REQUIRED TASK 1. List every phrase that follows the words "I will not" in the passage on the Christian calling.
REQUIRED TASK 2. Copy the passage on the Christian calling word for word, from "These sentiments I" up to and including "A CHRISTIAN !".

------ SOURCE TEXT ------

Having this “high calling," as Christ's disciple, shall I throw away any portion of my existence upon miserable complaints, mean passions, or disgraceful projects? Shall I defile my inheritance, by degrading myself? No: beneath the rags that cover, the disguise that conceals me, I will let some glimpses of my grandeur appear; exalted as I am by the Gospel, enabled to love God, and to follow whither He leads, I will not stoop from this height-I will not cast my sceptre in the dust-I will not drag my crown in the mire-I will neglect nothing, in order to render myself less unworthy of that God who hath honoured me by such a revelation.

These sentiments I have pleasure in believing yours. When I perceive how the Gospel esteems its professors, and how it studies to exalt them, it seems to me that there is nothing overcharged in the glowing images under which the Daniels and Isaiahs of old represented the evangelical times; I can conceive the extacy of Simeon, the desire of angels themselves to fathom this amazing abyss of love: looking upon man in the view which I have been displaying, he rises immeasurably in my esteem; I prostrate myself in admiration of the revelation vouchsafed to him; on my knees I bless my God and my Redeemer; I feel in the very bottom of my soul, the sacred want of loving and serving them—and I rise proud of being A CHRISTIAN !

------ INFORMATION SUPPLIED ------

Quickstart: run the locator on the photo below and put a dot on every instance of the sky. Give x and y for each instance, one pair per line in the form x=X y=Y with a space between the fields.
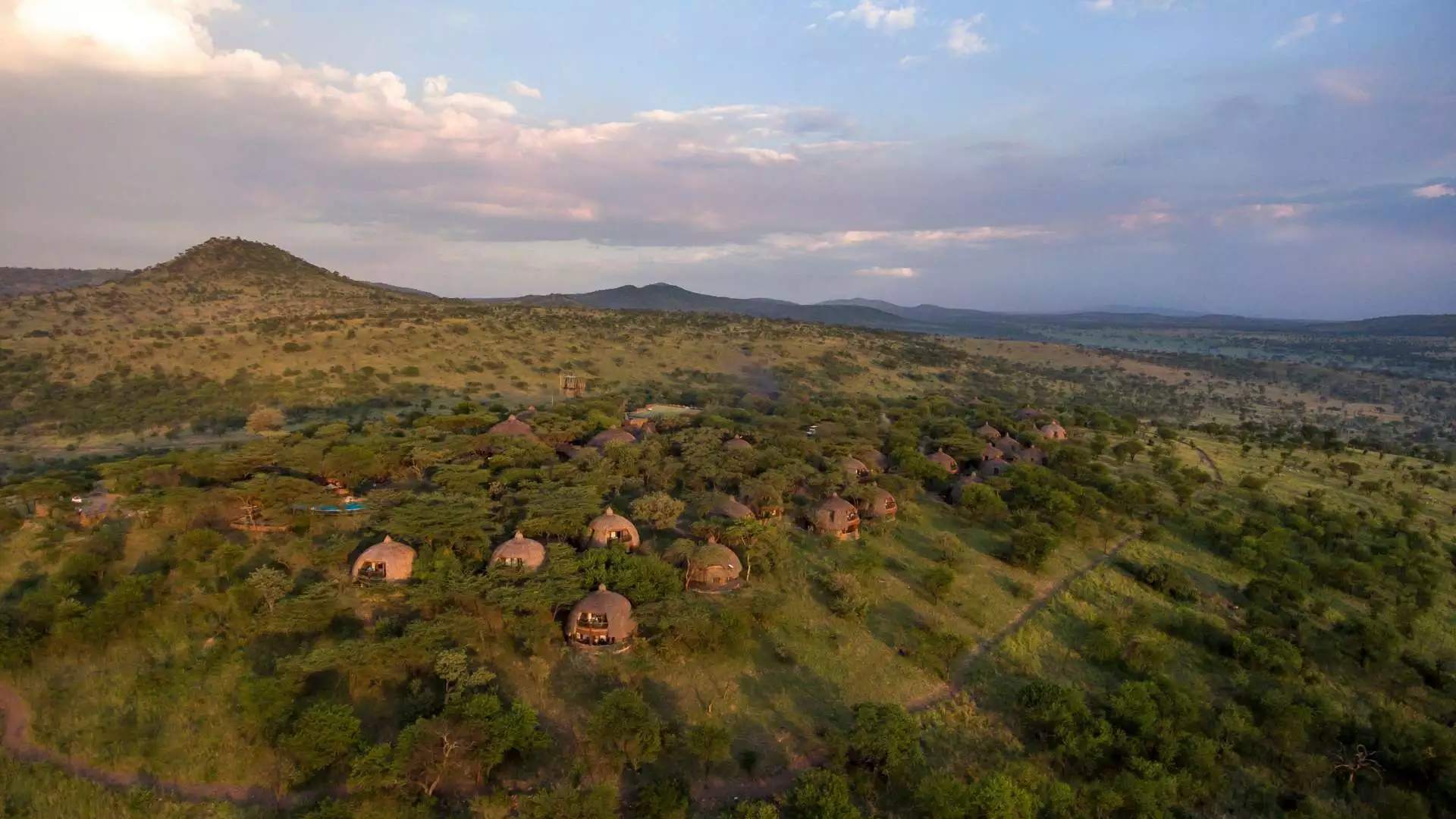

------

WORKED ANSWER 1.
- stoop from this height
- cast my sceptre in the dust
- drag my crown in the mire

WORKED ANSWER 2.
These sentiments I have pleasure in believing yours. When I perceive how the Gospel esteems its professors, and how it studies to exalt them, it seems to me that there is nothing overcharged in the glowing images under which the Daniels and Isaiahs of old represented the evangelical times; I can conceive the extacy of Simeon, the desire of angels themselves to fathom this amazing abyss of love: looking upon man in the view which I have been displaying, he rises immeasurably in my esteem; I prostrate myself in admiration of the revelation vouchsafed to him; on my knees I bless my God and my Redeemer; I feel in the very bottom of my soul, the sacred want of loving and serving them—and I rise proud of being A CHRISTIAN !